Start of Supplied text

She also, apparently, checks her Facebook feed, where she was roped into this conversation!

Here’s what she wrote to Jack on Facebook:

That’s a really good question — Earth’s water was delivered by asteroid impacts, thanks to Jupiter stirring up the icy bodies in the outer solar system. The moon formation was an earlier giant impact with a Mars-sized body that probably did remove earth’s entire atmosphere and any water, but the oceans re-accumulated later from the asteroid impacts. (The molecule make-up of) our type of water matches the water in the outer asteroid belt and beyond. So in that sense, no, we would still have oceans without the Moon. BUT…if the Moon-forming collision had never happened, the Earth’s crust might be too thick to allow for plate tectonics and cycling of the atmosphere — and the planet may have suffered a runaway greenhouse effect and lost its oceans like Venus did.

So the answer, Jack, is Yes and No. If the moon headed off to greener space pastures right now, we’d keep our water here on Earth. But, if the moon had never come to be … well, let’s just say that we wouldn’t be having this conversation!

End of Supplied text
Start of Data records

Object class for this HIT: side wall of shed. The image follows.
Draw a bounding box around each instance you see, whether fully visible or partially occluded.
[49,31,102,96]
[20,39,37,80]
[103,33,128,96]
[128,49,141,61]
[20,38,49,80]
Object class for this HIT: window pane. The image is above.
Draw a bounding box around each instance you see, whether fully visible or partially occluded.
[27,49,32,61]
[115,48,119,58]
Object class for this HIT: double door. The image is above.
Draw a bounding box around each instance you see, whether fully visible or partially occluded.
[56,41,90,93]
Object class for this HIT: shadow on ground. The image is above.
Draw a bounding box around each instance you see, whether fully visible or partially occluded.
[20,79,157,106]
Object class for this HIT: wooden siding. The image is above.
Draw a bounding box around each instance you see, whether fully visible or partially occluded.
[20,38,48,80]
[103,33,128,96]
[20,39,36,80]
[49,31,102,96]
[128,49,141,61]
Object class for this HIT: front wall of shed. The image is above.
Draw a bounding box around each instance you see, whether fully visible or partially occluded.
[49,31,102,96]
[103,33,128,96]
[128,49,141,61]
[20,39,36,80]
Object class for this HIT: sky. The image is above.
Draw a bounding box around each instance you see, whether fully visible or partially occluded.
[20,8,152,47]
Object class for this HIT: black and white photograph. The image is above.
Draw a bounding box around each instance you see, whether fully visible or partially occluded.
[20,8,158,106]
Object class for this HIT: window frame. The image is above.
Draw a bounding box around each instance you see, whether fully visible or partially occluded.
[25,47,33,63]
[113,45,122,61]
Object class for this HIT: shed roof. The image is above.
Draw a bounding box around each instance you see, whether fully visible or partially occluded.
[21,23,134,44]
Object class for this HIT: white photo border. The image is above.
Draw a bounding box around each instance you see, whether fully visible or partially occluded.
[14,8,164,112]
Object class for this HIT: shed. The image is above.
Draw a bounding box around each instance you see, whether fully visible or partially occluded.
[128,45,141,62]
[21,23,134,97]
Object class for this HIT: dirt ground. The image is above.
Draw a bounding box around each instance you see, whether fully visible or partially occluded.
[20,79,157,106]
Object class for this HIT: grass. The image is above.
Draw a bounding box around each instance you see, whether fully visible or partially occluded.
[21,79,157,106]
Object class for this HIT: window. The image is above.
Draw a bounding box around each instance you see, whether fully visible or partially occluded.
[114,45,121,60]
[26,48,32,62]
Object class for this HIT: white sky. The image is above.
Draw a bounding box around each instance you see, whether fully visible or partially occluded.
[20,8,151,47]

End of Data records

**Objectives**.
- 1) Repeat the passage about Earth's oceans and the Moon, starting at "That’s a really" and ending at "like Venus did.".
- 2) Go on with the passage about Earth's oceans and the Moon from the point where it stops.
This material has no connection to the passage about Earth's oceans and the Moon.

**Responses for each task**.
- 1)
That’s a really good question — Earth’s water was delivered by asteroid impacts, thanks to Jupiter stirring up the icy bodies in the outer solar system. The moon formation was an earlier giant impact with a Mars-sized body that probably did remove earth’s entire atmosphere and any water, but the oceans re-accumulated later from the asteroid impacts. (The molecule make-up of) our type of water matches the water in the outer asteroid belt and beyond. So in that sense, no, we would still have oceans without the Moon. BUT…if the Moon-forming collision had never happened, the Earth’s crust might be too thick to allow for plate tectonics and cycling of the atmosphere — and the planet may have suffered a runaway greenhouse effect and lost its oceans like Venus did.

- 2)
Now let’s settle a fish debate from Ms. Hilts’ 7th grade class at St. Ambrose Academy…

The Question:

“What’s the best way to catch a catfish? We have a debate going in our online discussion board (gotta love virtual learning!), with lots of ideas from students. Another student wanted to know “How big is the biggest freshwater fish?”

Assorted Students, Ms. Hilts’ 7th grade science class.

The Answer:

John Lyons.

Hi Ms. Hilts’ class! We remember way back when Emily was a communications intern here at the Center for Limnology – you’ve got an awesome teacher, we assure you! To answer your questions, we knew just the guy. John Lyons spent more than 30 years as the fisheries research supervisor at the Wisconsin of Department of Natural Resources. He’s now the curator of fishes at the University of Wisconsin Zoological Museum. So you are getting advice here from the first guy we’d choose to be fishing buddies with! (Seriously, he also joined us once for Science on Tap-Minocqua and told us all about it!)

Here’s what he had to say. I hope you’re ready, because John’s about to drop some real fisheries knowledge!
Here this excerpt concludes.